*** Opening Exercise data ***
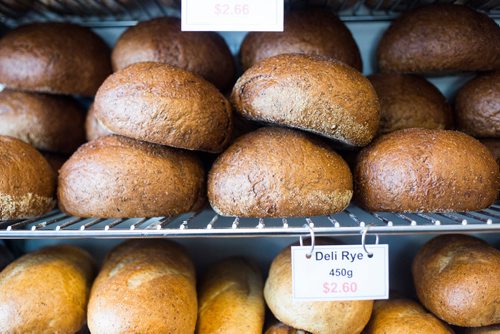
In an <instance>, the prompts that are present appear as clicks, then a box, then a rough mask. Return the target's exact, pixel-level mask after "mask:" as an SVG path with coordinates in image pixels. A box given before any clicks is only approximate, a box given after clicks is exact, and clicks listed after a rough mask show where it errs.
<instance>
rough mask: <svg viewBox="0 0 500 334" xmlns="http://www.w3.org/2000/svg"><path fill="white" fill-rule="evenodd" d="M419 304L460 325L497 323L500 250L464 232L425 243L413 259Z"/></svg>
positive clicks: (498, 320) (499, 301)
mask: <svg viewBox="0 0 500 334" xmlns="http://www.w3.org/2000/svg"><path fill="white" fill-rule="evenodd" d="M412 271H413V280H414V282H415V288H416V291H417V295H418V298H419V299H420V301H421V302H422V304H423V305H424V306H425V307H426V308H427V309H428V310H430V311H431V312H432V313H434V314H435V315H436V316H438V317H439V318H441V319H443V320H444V321H446V322H448V323H450V324H453V325H457V326H463V327H478V326H488V325H492V324H498V323H500V280H499V279H498V278H499V277H500V251H499V250H498V249H495V248H493V247H491V246H489V245H488V244H487V243H486V242H484V241H482V240H480V239H477V238H474V237H471V236H465V235H445V236H440V237H437V238H434V239H432V240H431V241H429V242H427V243H426V244H425V245H424V246H423V247H422V248H421V249H420V250H419V251H418V253H417V256H416V257H415V260H414V261H413V267H412Z"/></svg>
*** Closing Exercise data ***
Can you copy every one of the lines above word for word, leaving out the pictures?

§ **Solution to this task**:
In an <instance>, the prompts that are present appear as clicks, then a box, then a rough mask. Return the target's exact, pixel-level mask after "mask:" as an SVG path with coordinates in image pixels. A box given before any clicks is only approximate, a box given after clicks is exact, and clicks listed after a rough mask show where it errs.
<instance>
rough mask: <svg viewBox="0 0 500 334" xmlns="http://www.w3.org/2000/svg"><path fill="white" fill-rule="evenodd" d="M419 304L460 325L497 323L500 250L464 232L425 243L413 259Z"/></svg>
positive clicks: (498, 320) (499, 301)
mask: <svg viewBox="0 0 500 334" xmlns="http://www.w3.org/2000/svg"><path fill="white" fill-rule="evenodd" d="M412 271H413V280H414V282H415V288H416V291H417V295H418V298H419V299H420V301H421V302H422V304H423V305H424V306H425V307H426V308H427V309H428V310H430V311H431V312H432V313H434V314H435V315H436V316H438V317H439V318H441V319H443V320H444V321H446V322H448V323H450V324H453V325H457V326H463V327H478V326H488V325H492V324H498V323H500V280H499V279H498V278H499V277H500V251H499V250H498V249H495V248H493V247H491V246H489V245H488V244H487V243H486V242H484V241H482V240H480V239H477V238H474V237H471V236H465V235H445V236H440V237H437V238H434V239H432V240H431V241H429V242H427V243H426V244H425V245H424V246H423V247H422V248H421V249H420V250H419V251H418V253H417V256H416V257H415V260H414V261H413V267H412Z"/></svg>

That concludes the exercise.